Extracted text »
┌────────

Gordon Cope discusses the fortunes of the Gulf of Mexico’s oil and gas industry. For decades it has gone from strength to strength, but will its successful run last?

The Gulf of Mexico has been a major petroleum region for the better part of a century. Its vast conventional sources, both onshore and offshore, have contributed billions of barrels of crude. Now, unconventional sources and deepwater prospects have the potential to extend its life for decades to come.

Riding the energy wave

Permian and pipes

While the original shale boom began in the Barnett shale beneath Dallas, Texas, the most successful unconventional play has been in the Permian Basin in West Texas. According to the US Geological Survey (USGS), unproven, technically-recoverable reserves in the basin’s major reservoirs stand at 46 billion bbls of oil, 280 trillion ft3 of gas and 20 billion bbls of NGLs. In late 2019, production levels in the Permian reached 4.7 million bpd and 17 billion ft3/d of gas.

└────────

Work to do » Please pull out the entire article on Gulf of Mexico oil and gas, word for word. The entries that follow stand apart from the article on Gulf of Mexico oil and gas.

Excerpted data »
┌────────

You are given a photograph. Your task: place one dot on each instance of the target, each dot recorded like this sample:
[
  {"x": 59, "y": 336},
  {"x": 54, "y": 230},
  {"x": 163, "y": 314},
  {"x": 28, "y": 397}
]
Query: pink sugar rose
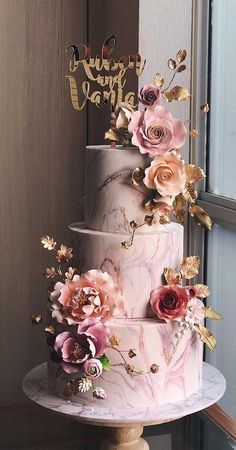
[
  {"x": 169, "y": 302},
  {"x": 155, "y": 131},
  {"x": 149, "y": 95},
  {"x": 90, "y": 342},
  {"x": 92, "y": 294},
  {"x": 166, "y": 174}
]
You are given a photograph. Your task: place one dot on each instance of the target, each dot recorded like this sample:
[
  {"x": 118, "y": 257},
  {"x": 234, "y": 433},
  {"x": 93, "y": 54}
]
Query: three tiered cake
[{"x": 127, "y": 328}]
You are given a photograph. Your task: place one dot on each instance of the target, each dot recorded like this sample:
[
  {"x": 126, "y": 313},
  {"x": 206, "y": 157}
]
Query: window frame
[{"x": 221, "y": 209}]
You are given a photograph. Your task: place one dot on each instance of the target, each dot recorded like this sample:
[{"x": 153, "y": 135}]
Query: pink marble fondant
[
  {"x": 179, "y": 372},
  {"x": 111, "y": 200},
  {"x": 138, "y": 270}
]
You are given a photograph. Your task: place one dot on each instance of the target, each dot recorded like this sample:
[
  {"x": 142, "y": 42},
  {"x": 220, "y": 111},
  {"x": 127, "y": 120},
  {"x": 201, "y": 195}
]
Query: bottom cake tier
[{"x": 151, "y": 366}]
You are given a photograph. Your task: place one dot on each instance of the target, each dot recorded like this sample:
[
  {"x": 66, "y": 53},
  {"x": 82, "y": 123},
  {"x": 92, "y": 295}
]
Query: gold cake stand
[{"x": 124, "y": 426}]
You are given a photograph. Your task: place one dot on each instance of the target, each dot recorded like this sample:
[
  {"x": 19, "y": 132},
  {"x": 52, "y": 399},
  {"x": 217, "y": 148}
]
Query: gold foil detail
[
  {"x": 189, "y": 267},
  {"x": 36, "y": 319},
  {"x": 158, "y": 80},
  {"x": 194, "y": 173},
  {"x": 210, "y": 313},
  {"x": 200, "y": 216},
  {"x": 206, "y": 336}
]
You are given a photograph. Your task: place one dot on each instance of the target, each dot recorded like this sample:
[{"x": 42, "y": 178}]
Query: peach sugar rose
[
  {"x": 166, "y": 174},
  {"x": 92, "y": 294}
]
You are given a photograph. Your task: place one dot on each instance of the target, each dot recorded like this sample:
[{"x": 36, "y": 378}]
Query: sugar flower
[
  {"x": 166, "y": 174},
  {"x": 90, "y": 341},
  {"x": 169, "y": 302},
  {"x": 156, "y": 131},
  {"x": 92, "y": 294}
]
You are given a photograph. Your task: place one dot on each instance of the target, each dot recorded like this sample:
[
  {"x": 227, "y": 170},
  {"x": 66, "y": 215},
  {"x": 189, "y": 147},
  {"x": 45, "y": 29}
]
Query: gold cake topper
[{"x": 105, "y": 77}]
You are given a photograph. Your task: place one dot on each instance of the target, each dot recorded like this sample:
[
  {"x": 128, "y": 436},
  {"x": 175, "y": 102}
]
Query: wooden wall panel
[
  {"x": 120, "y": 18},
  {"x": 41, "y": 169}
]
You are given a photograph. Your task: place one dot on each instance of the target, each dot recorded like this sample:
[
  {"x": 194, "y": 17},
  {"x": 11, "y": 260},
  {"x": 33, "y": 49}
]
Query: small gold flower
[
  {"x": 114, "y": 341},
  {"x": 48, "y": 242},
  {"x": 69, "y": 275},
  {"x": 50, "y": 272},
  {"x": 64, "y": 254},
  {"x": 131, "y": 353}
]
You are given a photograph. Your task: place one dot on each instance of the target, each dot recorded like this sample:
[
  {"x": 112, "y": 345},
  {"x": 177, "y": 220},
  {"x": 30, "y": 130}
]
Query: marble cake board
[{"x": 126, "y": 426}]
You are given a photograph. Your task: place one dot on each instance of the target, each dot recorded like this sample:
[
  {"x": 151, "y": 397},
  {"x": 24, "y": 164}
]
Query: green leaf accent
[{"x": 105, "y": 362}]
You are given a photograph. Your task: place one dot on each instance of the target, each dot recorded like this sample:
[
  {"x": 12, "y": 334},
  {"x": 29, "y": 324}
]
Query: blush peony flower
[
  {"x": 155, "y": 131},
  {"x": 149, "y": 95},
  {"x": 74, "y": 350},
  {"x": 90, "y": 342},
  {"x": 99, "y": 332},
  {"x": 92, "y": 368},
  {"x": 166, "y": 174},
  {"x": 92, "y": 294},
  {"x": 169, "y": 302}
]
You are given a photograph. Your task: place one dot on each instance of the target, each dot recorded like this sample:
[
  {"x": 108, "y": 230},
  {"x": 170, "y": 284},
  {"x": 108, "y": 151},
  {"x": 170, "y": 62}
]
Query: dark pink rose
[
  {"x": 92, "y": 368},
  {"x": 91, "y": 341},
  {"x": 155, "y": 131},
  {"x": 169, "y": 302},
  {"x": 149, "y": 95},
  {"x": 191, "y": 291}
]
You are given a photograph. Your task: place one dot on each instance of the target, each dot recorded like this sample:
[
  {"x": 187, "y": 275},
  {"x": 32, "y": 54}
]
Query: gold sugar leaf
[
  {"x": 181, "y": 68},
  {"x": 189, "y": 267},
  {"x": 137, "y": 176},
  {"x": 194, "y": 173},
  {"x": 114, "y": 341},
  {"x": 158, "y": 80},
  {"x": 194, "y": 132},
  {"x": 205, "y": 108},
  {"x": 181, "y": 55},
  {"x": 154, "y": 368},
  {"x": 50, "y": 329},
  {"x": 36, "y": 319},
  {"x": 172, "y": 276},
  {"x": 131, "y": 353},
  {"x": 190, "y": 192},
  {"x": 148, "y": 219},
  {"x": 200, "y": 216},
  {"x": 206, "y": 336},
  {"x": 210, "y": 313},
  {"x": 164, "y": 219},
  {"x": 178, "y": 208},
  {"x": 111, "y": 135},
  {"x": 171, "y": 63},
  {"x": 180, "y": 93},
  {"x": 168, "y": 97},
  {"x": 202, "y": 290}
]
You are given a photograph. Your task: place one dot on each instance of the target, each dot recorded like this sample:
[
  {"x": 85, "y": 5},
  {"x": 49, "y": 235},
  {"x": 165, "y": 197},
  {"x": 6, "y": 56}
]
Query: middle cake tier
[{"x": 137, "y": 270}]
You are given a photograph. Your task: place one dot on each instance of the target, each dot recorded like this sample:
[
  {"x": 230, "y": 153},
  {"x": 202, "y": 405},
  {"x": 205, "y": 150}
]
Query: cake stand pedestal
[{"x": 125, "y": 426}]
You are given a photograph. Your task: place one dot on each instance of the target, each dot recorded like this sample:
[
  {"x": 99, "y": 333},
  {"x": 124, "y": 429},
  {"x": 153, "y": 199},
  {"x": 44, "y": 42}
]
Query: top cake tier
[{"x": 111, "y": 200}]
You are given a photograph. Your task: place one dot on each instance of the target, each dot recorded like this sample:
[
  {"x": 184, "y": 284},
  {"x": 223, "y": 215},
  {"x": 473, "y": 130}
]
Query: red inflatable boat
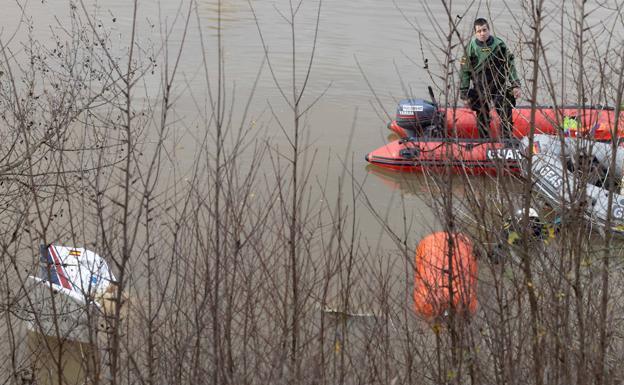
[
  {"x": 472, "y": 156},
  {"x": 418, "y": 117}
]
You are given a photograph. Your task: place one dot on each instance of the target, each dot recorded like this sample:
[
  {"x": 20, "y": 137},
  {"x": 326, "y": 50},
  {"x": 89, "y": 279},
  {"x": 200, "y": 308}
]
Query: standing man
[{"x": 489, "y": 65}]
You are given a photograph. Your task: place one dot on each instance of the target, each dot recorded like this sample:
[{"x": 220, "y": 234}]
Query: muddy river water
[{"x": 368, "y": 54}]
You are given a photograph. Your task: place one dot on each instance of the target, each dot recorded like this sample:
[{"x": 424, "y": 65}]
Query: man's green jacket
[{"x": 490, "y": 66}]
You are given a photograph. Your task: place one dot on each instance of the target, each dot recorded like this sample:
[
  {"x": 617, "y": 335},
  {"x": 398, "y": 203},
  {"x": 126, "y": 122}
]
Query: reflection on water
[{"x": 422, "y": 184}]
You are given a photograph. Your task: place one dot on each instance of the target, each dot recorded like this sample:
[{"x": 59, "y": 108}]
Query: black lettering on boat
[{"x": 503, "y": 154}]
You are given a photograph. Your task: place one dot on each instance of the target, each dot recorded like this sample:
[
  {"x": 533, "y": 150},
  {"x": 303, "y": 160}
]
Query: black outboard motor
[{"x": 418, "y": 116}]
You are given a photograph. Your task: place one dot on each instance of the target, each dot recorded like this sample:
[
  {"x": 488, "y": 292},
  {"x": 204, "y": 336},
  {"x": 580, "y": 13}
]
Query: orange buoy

└────────

The output »
Gordon Cope discusses the fortunes of the Gulf of Mexico’s oil and gas industry. For decades it has gone from strength to strength, but will its successful run last?

The Gulf of Mexico has been a major petroleum region for the better part of a century. Its vast conventional sources, both onshore and offshore, have contributed billions of barrels of crude. Now, unconventional sources and deepwater prospects have the potential to extend its life for decades to come.

Riding the energy wave

Permian and pipes

While the original shale boom began in the Barnett shale beneath Dallas, Texas, the most successful unconventional play has been in the Permian Basin in West Texas. According to the US Geological Survey (USGS), unproven, technically-recoverable reserves in the basin’s major reservoirs stand at 46 billion bbls of oil, 280 trillion ft3 of gas and 20 billion bbls of NGLs. In late 2019, production levels in the Permian reached 4.7 million bpd and 17 billion ft3/d of gas.